> _WRITTEN REQUEST_
From the entries below, copy out the lines starting at the one that contains "Where is the distant" and ending at the last line of the entries, keeping them unchanged.
##### DATASET RECORDS #####
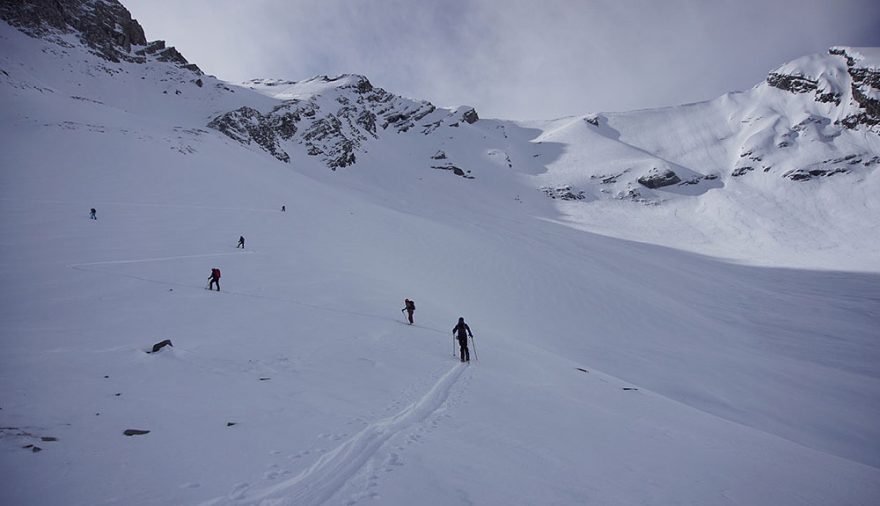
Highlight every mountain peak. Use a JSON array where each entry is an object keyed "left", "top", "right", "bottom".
[
  {"left": 0, "top": 0, "right": 202, "bottom": 74},
  {"left": 766, "top": 46, "right": 880, "bottom": 130}
]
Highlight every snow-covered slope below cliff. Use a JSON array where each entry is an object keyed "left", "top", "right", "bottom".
[{"left": 0, "top": 2, "right": 880, "bottom": 505}]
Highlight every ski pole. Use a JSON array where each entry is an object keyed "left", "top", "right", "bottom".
[{"left": 471, "top": 334, "right": 480, "bottom": 360}]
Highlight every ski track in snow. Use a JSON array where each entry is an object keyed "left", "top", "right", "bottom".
[{"left": 202, "top": 364, "right": 468, "bottom": 506}]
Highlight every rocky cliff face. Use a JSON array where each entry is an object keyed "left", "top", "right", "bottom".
[
  {"left": 0, "top": 0, "right": 201, "bottom": 74},
  {"left": 767, "top": 47, "right": 880, "bottom": 131},
  {"left": 208, "top": 75, "right": 479, "bottom": 170}
]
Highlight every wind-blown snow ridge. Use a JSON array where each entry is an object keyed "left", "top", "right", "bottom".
[{"left": 203, "top": 364, "right": 467, "bottom": 506}]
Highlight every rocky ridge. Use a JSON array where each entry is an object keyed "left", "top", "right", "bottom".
[
  {"left": 0, "top": 0, "right": 202, "bottom": 74},
  {"left": 208, "top": 74, "right": 479, "bottom": 169}
]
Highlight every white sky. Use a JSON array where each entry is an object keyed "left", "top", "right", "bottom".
[{"left": 122, "top": 0, "right": 880, "bottom": 119}]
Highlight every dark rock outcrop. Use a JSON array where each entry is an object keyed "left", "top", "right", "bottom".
[
  {"left": 150, "top": 339, "right": 174, "bottom": 353},
  {"left": 122, "top": 429, "right": 150, "bottom": 436},
  {"left": 767, "top": 72, "right": 819, "bottom": 93},
  {"left": 637, "top": 169, "right": 681, "bottom": 189},
  {"left": 208, "top": 74, "right": 479, "bottom": 169},
  {"left": 0, "top": 0, "right": 201, "bottom": 74}
]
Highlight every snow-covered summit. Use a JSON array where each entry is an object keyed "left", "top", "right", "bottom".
[
  {"left": 0, "top": 0, "right": 880, "bottom": 506},
  {"left": 766, "top": 47, "right": 880, "bottom": 133}
]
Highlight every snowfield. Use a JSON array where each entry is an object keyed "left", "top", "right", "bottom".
[{"left": 0, "top": 7, "right": 880, "bottom": 506}]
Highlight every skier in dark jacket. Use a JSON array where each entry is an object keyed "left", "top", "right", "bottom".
[
  {"left": 452, "top": 317, "right": 474, "bottom": 362},
  {"left": 403, "top": 299, "right": 416, "bottom": 325},
  {"left": 208, "top": 267, "right": 220, "bottom": 292}
]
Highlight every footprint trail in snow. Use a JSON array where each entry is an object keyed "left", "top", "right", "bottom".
[{"left": 203, "top": 364, "right": 467, "bottom": 506}]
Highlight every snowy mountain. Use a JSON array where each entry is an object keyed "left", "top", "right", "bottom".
[{"left": 0, "top": 0, "right": 880, "bottom": 505}]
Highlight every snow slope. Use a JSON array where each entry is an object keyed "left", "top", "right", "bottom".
[{"left": 0, "top": 6, "right": 880, "bottom": 505}]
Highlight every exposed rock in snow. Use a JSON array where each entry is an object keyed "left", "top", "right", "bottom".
[
  {"left": 637, "top": 168, "right": 681, "bottom": 189},
  {"left": 0, "top": 0, "right": 201, "bottom": 74}
]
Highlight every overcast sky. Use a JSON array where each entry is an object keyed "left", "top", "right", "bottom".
[{"left": 122, "top": 0, "right": 880, "bottom": 119}]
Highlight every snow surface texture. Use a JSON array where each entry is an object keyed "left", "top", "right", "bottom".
[{"left": 0, "top": 4, "right": 880, "bottom": 505}]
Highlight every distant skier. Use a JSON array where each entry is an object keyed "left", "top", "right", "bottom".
[
  {"left": 452, "top": 317, "right": 474, "bottom": 362},
  {"left": 401, "top": 299, "right": 416, "bottom": 325},
  {"left": 208, "top": 267, "right": 220, "bottom": 292}
]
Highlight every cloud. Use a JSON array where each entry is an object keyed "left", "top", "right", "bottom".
[{"left": 125, "top": 0, "right": 880, "bottom": 119}]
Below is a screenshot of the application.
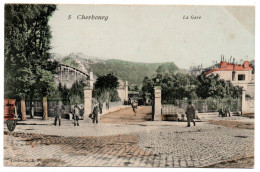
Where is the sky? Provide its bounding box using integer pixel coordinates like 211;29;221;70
49;4;255;69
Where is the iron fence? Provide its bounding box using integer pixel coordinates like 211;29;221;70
162;99;241;113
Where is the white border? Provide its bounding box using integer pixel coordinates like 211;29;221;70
0;0;260;172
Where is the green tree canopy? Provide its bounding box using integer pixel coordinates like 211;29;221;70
4;4;56;99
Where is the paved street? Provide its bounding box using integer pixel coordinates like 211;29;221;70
4;107;254;168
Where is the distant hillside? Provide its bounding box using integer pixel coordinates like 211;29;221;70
52;53;182;86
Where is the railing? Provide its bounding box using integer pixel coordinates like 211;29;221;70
162;99;241;114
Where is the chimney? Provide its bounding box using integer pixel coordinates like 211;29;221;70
243;61;250;68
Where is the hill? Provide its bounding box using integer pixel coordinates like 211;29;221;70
52;53;179;86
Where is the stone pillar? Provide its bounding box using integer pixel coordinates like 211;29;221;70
154;86;162;121
89;70;94;88
125;81;128;101
84;86;92;119
241;87;247;115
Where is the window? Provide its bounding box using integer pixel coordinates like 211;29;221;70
238;74;245;81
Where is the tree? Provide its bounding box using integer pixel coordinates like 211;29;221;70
93;74;119;102
156;63;179;74
142;77;154;94
4;4;56;120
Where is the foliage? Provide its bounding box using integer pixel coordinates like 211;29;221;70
250;60;255;74
62;57;80;70
89;60;180;88
58;80;84;104
142;77;154;94
93;74;119;102
142;68;240;102
4;4;56;99
196;75;240;99
156;63;179;74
#####
> _RESULT OF THE EXERCISE_
Where is the distant hillside? Provide its bounding box using integer pixel coordinates like 211;29;221;70
52;53;182;86
Where is the railing? Provide its bounding box using integer pixel coordinates like 211;29;221;70
162;99;241;114
Where is the chimney? Provide its bounding box using integer pixel coordinates like 211;29;221;70
243;61;250;68
Where is the hill? Provide its bounding box using integer pixel coordinates like 211;29;221;70
52;53;179;86
Where is the stone pillar? Provide its bounding box using integer pixel coordinates like 211;29;221;70
154;86;162;121
89;70;94;88
125;81;128;101
84;86;92;119
241;87;247;115
Where is the window? Provide its bounding box using integer pixel coordinates like 211;29;221;70
238;74;245;81
Where is the tree? Provide its bounding box using integer pixel coordinates like 211;29;221;70
93;74;119;102
156;63;179;74
142;77;154;94
4;4;56;120
Where is the foliage? Provide its bounding box using integer pixel coordinates like 211;29;221;70
250;60;255;74
62;57;80;70
89;60;180;88
58;80;84;104
142;77;154;94
93;74;119;102
142;68;240;102
4;4;56;99
196;75;240;99
156;63;179;74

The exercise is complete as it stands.